■ **PROBLEM TO SOLVE**: From the records below, copy the lines that include "window".

☆ ☆ ☆ ☆ ☆

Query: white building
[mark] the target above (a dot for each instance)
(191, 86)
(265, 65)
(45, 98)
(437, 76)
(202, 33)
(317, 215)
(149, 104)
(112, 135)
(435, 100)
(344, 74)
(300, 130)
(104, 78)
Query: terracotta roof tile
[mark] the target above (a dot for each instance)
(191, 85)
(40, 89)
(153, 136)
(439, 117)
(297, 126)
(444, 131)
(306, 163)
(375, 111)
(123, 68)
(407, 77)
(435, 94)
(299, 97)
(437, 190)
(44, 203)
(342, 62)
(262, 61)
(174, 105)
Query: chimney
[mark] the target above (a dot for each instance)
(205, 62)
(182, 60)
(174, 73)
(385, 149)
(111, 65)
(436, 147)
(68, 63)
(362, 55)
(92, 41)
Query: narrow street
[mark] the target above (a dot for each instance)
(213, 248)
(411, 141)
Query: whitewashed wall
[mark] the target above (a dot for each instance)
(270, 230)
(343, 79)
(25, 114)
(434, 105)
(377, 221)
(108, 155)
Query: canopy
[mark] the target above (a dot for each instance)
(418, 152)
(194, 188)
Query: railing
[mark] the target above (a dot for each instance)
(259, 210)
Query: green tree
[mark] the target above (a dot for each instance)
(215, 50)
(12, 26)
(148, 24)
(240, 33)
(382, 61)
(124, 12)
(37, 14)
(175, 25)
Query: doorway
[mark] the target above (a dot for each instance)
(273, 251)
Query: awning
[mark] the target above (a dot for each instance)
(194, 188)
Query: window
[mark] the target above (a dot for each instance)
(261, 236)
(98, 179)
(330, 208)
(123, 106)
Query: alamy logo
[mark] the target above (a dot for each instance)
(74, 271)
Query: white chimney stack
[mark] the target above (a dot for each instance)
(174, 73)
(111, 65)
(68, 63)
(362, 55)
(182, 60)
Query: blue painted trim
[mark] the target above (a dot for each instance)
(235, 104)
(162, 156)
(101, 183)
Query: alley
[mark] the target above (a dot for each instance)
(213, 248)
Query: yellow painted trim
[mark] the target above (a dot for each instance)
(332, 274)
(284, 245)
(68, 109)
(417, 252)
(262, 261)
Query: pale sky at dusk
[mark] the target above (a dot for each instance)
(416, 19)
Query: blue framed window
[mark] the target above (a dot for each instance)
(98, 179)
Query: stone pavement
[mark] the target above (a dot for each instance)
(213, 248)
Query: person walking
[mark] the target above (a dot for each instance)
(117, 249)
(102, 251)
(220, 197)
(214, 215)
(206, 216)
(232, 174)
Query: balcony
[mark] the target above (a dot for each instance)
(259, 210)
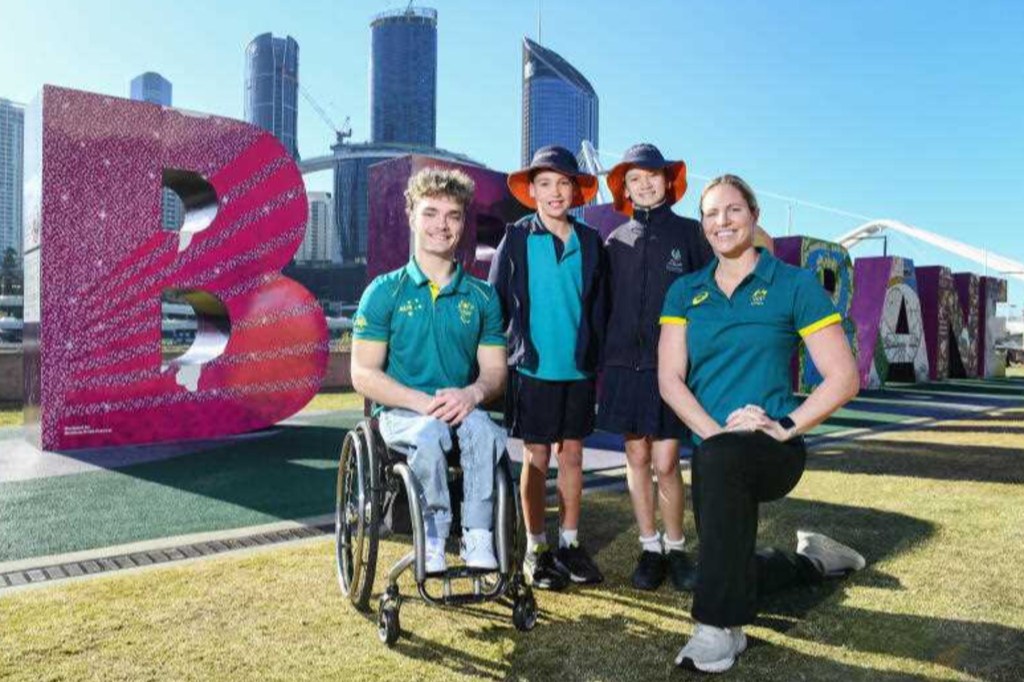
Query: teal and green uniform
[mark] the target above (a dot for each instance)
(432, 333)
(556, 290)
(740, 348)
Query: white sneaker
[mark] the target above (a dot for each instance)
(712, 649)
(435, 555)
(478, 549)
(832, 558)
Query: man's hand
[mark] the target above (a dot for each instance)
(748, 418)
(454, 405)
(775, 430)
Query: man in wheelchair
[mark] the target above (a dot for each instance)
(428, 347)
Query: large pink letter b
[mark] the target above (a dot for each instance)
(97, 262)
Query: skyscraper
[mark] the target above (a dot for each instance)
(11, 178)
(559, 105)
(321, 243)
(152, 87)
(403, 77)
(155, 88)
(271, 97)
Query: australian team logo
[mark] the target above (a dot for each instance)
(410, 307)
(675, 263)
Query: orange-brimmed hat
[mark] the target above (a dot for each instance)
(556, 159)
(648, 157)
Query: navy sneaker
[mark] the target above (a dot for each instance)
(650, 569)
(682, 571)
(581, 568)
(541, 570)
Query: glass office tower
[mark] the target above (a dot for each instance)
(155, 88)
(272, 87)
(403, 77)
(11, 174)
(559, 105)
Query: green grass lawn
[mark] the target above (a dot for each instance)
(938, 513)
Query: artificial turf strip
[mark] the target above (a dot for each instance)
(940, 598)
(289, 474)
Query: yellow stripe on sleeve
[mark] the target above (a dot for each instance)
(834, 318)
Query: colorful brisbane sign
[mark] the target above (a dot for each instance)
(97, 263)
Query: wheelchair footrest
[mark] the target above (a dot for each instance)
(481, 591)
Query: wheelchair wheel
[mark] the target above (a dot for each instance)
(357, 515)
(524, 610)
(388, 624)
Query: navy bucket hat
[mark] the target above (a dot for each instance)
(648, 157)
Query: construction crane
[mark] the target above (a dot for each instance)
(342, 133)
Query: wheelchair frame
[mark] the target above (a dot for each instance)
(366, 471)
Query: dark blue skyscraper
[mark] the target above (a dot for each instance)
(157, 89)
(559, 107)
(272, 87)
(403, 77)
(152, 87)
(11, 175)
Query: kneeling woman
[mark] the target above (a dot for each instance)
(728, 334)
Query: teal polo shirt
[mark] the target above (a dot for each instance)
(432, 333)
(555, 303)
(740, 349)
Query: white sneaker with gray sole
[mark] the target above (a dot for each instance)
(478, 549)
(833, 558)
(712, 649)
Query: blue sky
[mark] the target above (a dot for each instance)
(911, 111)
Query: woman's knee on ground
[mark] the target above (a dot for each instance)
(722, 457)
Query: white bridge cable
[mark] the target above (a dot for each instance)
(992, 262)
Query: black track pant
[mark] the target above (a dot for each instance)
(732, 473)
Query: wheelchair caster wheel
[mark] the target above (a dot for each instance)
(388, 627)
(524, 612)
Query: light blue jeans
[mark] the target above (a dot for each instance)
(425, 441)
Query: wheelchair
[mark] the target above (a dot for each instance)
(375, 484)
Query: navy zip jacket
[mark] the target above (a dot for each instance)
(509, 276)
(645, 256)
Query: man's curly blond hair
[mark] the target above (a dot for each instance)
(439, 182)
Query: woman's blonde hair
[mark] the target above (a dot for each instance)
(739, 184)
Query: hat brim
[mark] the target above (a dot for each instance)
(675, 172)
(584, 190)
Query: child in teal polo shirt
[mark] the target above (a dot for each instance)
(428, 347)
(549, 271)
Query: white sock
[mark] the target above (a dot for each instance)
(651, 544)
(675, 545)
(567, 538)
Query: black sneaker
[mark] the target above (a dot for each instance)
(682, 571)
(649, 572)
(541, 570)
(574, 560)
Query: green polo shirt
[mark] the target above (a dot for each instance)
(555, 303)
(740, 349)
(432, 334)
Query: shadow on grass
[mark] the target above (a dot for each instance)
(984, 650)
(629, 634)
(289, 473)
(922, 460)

☆ ☆ ☆ ☆ ☆

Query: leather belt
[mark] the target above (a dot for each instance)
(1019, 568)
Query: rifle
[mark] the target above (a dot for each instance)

☆ ☆ ☆ ☆ ☆

■ **ANSWER SECTION**:
Query: window
Query: blue framed window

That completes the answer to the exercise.